- **Page text**:
======

2004 New Year's Resolutions....
Jan. 1st, 2004 10:04 pmI love New Year's Resolutions. Always did. Some years I make elaborate lists; most years I make promises to myself to write, exercise, diet, do yoga, whatever seems to be the significant thing on my mind that year. Sometimes I follow through all year. Sometimes I forget the resolutions by the second week of January. I don't particularly care: the point, I think, is not to demand 100% success of myself, but to take time at the beginning of the year to consider my lifestyle and decide what I want and what I don't want to be doing all year.
This year I made a list.
1. Follow a morning routine.
If I am edging closer to a yoga lifestyle, this seems to be the place to start. I've been following the advice of the book Simple Steps which involve certain daily activities. I know from experience that if I leave them till after work, or till evening, I probably won't do them. So: take time in the morning. Yoga, meditation, sunscreen, tooth-flossing, all those things that I tend to forget if I don't take care not to.
This means leaving time for the routine each morning. This means going to bed fairly early. That is the difficult part.
2. Follow the Ayurvedic diet.

======

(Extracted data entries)
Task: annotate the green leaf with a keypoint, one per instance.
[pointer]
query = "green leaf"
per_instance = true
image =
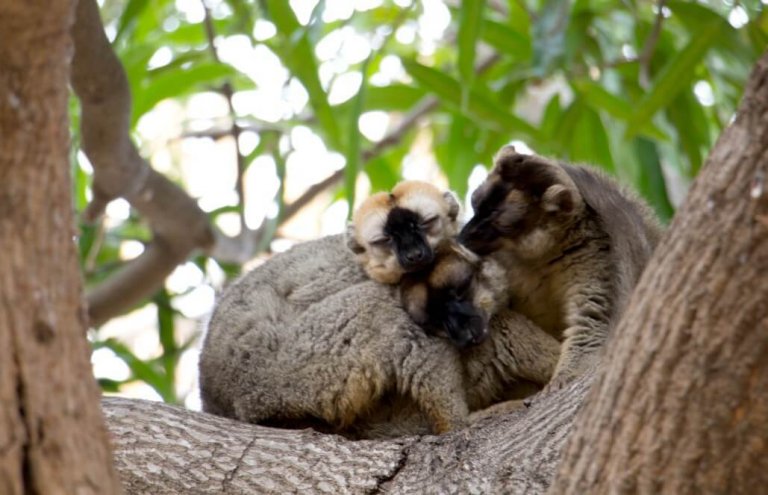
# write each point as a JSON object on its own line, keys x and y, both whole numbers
{"x": 132, "y": 10}
{"x": 549, "y": 35}
{"x": 382, "y": 171}
{"x": 140, "y": 369}
{"x": 597, "y": 96}
{"x": 691, "y": 123}
{"x": 167, "y": 334}
{"x": 392, "y": 98}
{"x": 677, "y": 74}
{"x": 590, "y": 141}
{"x": 651, "y": 183}
{"x": 470, "y": 17}
{"x": 506, "y": 40}
{"x": 480, "y": 105}
{"x": 352, "y": 168}
{"x": 176, "y": 83}
{"x": 456, "y": 153}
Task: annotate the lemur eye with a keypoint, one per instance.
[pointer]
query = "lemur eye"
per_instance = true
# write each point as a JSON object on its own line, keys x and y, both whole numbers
{"x": 381, "y": 241}
{"x": 429, "y": 222}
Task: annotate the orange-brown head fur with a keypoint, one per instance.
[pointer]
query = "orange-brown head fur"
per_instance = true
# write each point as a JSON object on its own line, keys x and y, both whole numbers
{"x": 457, "y": 296}
{"x": 398, "y": 232}
{"x": 524, "y": 207}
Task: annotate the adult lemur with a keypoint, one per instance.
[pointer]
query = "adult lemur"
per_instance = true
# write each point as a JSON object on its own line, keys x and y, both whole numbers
{"x": 307, "y": 337}
{"x": 573, "y": 244}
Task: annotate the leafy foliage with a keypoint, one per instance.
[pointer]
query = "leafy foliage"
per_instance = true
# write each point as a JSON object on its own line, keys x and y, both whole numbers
{"x": 638, "y": 91}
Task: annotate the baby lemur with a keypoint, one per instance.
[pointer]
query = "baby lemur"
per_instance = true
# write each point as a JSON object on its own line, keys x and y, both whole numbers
{"x": 407, "y": 237}
{"x": 573, "y": 244}
{"x": 307, "y": 337}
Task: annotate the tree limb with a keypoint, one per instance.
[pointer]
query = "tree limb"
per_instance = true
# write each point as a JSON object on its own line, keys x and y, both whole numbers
{"x": 166, "y": 449}
{"x": 687, "y": 412}
{"x": 178, "y": 224}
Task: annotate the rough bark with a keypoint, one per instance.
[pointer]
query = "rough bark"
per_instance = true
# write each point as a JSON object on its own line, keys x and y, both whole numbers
{"x": 679, "y": 407}
{"x": 683, "y": 406}
{"x": 178, "y": 224}
{"x": 162, "y": 449}
{"x": 52, "y": 434}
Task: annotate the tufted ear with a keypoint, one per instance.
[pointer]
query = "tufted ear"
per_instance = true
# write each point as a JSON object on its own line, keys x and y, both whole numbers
{"x": 559, "y": 198}
{"x": 351, "y": 239}
{"x": 453, "y": 205}
{"x": 506, "y": 159}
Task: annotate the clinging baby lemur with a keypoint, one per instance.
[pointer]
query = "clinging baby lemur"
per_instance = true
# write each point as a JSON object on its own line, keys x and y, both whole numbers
{"x": 408, "y": 237}
{"x": 573, "y": 244}
{"x": 398, "y": 232}
{"x": 308, "y": 337}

======

- **Tasks for this exercise**:
A. Print the part of the New Year's resolutions post between "If I am edging" and "care not to.", inclusive.
B. For each statement, say whether it agrees with the New Year's resolutions post, answering yes or no and quoting the words that settle it: (i) The writer makes elaborate lists every year. (ii) The writer names going to bed fairly early as the hard part of keeping a morning routine. (iii) The writer expects complete success with every resolution.

- **Results**:
A.
If I am edging closer to a yoga lifestyle, this seems to be the place to start. I've been following the advice of the book Simple Steps which involve certain daily activities. I know from experience that if I leave them till after work, or till evening, I probably won't do them. So: take time in the morning. Yoga, meditation, sunscreen, tooth-flossing, all those things that I tend to forget if I don't take care not to.

B.
(i) No: "Some years I make elaborate lists; most years I make promises to myself"
(ii) Yes: "This means going to bed fairly early. That is the difficult part."
(iii) No: "the point, I think, is not to demand 100% success of myself"